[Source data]
## start
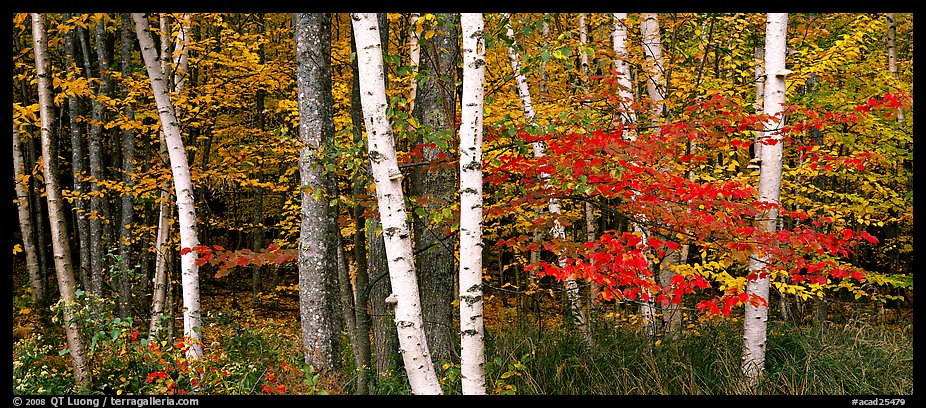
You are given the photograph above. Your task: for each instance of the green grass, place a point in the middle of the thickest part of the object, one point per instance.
(856, 359)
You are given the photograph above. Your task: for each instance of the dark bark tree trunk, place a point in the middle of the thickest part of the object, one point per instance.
(317, 246)
(59, 232)
(361, 341)
(434, 186)
(385, 343)
(75, 112)
(128, 167)
(36, 280)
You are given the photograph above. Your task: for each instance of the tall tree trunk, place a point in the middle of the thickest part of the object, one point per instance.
(385, 335)
(756, 317)
(382, 315)
(97, 200)
(183, 187)
(77, 163)
(38, 211)
(161, 299)
(656, 88)
(628, 117)
(257, 242)
(361, 342)
(36, 280)
(60, 246)
(590, 221)
(892, 56)
(128, 167)
(388, 180)
(317, 244)
(472, 344)
(576, 305)
(414, 57)
(434, 186)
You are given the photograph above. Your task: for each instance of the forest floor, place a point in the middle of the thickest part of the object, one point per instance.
(255, 348)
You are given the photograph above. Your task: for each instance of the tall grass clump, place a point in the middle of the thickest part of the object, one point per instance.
(853, 359)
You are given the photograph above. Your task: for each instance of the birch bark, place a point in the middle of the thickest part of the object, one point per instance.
(61, 249)
(472, 354)
(756, 317)
(183, 188)
(388, 180)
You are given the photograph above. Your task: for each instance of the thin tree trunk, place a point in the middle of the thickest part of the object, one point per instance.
(128, 165)
(756, 317)
(472, 344)
(414, 56)
(892, 56)
(60, 246)
(544, 93)
(361, 344)
(628, 117)
(257, 242)
(36, 280)
(572, 288)
(318, 246)
(38, 210)
(189, 275)
(77, 163)
(385, 335)
(162, 296)
(97, 175)
(387, 178)
(435, 187)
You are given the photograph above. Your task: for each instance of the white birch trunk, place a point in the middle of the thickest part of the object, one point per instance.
(25, 224)
(472, 345)
(652, 50)
(760, 95)
(756, 318)
(545, 34)
(414, 53)
(318, 237)
(572, 288)
(892, 55)
(629, 117)
(583, 39)
(183, 188)
(161, 281)
(61, 249)
(625, 87)
(388, 180)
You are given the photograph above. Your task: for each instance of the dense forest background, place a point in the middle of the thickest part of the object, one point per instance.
(635, 282)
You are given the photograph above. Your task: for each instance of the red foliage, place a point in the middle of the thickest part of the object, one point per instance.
(646, 181)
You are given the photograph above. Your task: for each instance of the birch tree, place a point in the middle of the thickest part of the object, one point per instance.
(391, 201)
(318, 262)
(183, 188)
(892, 56)
(433, 186)
(174, 70)
(539, 150)
(61, 249)
(128, 167)
(627, 116)
(414, 56)
(472, 345)
(656, 89)
(757, 283)
(36, 280)
(77, 161)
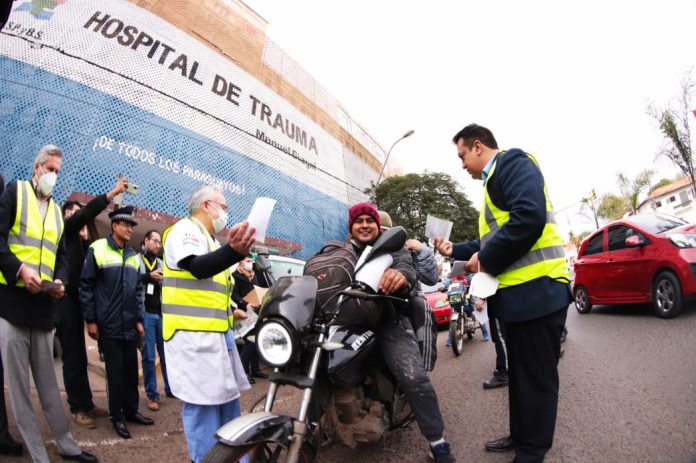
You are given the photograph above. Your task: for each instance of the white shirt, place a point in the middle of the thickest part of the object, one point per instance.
(200, 369)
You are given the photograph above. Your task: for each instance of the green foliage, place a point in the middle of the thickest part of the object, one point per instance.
(410, 198)
(611, 207)
(674, 125)
(632, 188)
(660, 184)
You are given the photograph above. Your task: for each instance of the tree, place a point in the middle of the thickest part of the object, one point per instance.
(632, 188)
(674, 125)
(611, 207)
(410, 198)
(660, 184)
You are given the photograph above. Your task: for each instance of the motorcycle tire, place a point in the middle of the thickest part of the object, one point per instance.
(457, 334)
(269, 452)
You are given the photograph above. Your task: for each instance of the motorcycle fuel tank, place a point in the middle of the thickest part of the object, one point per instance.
(349, 366)
(292, 298)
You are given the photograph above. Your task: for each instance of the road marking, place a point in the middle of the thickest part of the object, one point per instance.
(116, 441)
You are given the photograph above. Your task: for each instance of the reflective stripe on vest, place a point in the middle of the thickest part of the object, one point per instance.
(33, 239)
(107, 257)
(191, 304)
(545, 258)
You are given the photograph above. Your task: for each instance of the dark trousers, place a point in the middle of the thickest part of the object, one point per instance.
(4, 431)
(70, 329)
(400, 352)
(121, 359)
(533, 352)
(498, 337)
## end
■ **BRIEF**: Please rename every "photograph" in the data above to "image" and reproduce it with everything else unchanged. Leave the pictures out of your answer.

■ **RIGHT ANSWER**:
You are given the image above. Your task: for each instance of the green grass, place a point in the middle of the thickest part of the object, one point per instance.
(856, 359)
You are given the image above. Your task: for each instance of the dark bark tree trunk, place a point in the middle of the thickest part of the object, one point per instance.
(317, 246)
(59, 232)
(361, 341)
(434, 186)
(385, 343)
(75, 112)
(128, 167)
(36, 280)
You are given the image above. Your task: for each instance of the tall tree trunk, place a point in the middle of the thickest part of the object, one point per instance.
(385, 335)
(756, 317)
(382, 315)
(97, 200)
(183, 187)
(77, 163)
(38, 211)
(161, 299)
(656, 88)
(628, 117)
(257, 242)
(361, 342)
(36, 280)
(60, 246)
(590, 221)
(892, 56)
(128, 167)
(388, 180)
(317, 244)
(472, 344)
(576, 305)
(414, 57)
(434, 186)
You are given the image above. Your task: for each instance of the forest floor, place a point in the middle of the thickest part of the object, one point per instance.
(255, 348)
You are given the image above. Your task: for each instance of the tall grass clump, place a point in the middle of the thickest part of the object, one point per instance.
(853, 359)
You are given the image above. Your task: for each instance of the birch bark, place a point in the middle of the thickest part of the object, one point per instance.
(61, 249)
(472, 354)
(756, 317)
(183, 188)
(388, 180)
You are given the image above. Your task: for each instance of the thin tree trunk, place a point in the middle of the thickest part of the object, one point per instance.
(128, 165)
(756, 317)
(472, 344)
(414, 56)
(892, 56)
(60, 246)
(544, 93)
(361, 344)
(628, 117)
(257, 242)
(36, 280)
(572, 288)
(318, 246)
(38, 210)
(189, 275)
(77, 163)
(385, 335)
(162, 296)
(97, 175)
(387, 178)
(435, 187)
You are given the image above. Your task: for each instance of the white birch trunk, place a point in the middle of the thickest part of the object, one point per instance.
(25, 224)
(472, 345)
(652, 50)
(760, 95)
(756, 318)
(545, 34)
(414, 53)
(318, 237)
(572, 288)
(892, 55)
(629, 117)
(583, 39)
(183, 188)
(161, 281)
(61, 249)
(625, 87)
(388, 180)
You are given the image above. Your task: for each instance of the dense forest background, place a point in the middle of the thickest part of the object, one point per instance.
(635, 282)
You are given the image above. Your task: for each instance of the red foliage, place a point in the middle of the thickest part of the object, one point per instance.
(646, 181)
You are given the image above. Your task: for each instance of the birch tree, place a point in the middle of the thickest part of the object, one point per instance.
(391, 201)
(318, 262)
(183, 188)
(892, 56)
(433, 186)
(174, 70)
(539, 150)
(61, 249)
(128, 167)
(627, 116)
(414, 56)
(472, 345)
(656, 89)
(757, 283)
(36, 280)
(77, 161)
You are given the image above. Your task: for each instance of the white shirt, place a point in the middle of the thickest part of the object, one point per instance.
(200, 369)
You are given the image above. Your task: for each instance of the green foliage, place a point in the middle of the thickest part of the object, one point per instance.
(410, 198)
(611, 207)
(674, 125)
(632, 188)
(660, 184)
You are given the image above. Your task: for each instance of the tree, place a point in the middle of the thickest part of the object, one point per instance.
(632, 188)
(674, 125)
(611, 207)
(410, 198)
(660, 184)
You are given the image above. Your task: for each instance of the motorcycle tire, place a point in the middle of the thickest part of the object, one point per instance.
(457, 334)
(269, 452)
You are given the image above. Your task: for each instance of the motorcycle fuel tank, place a point in the middle of the thickest part of the object, one point per instance.
(349, 366)
(292, 298)
You are given the image above. Your task: for each instance of the road marking, place a point in the middle of the thickest part of the object, one point per instance.
(116, 441)
You are given the image above. Your task: for each instance of the reflective stripe on vest, place a point in the middle of the thickest part of the object, one point per instance.
(33, 239)
(107, 257)
(191, 304)
(545, 258)
You are given the image above. Your task: for each instance of the dark trousers, place a point in the middle of the thickest part of the object, one point per instance.
(4, 431)
(70, 329)
(400, 352)
(121, 359)
(533, 352)
(498, 337)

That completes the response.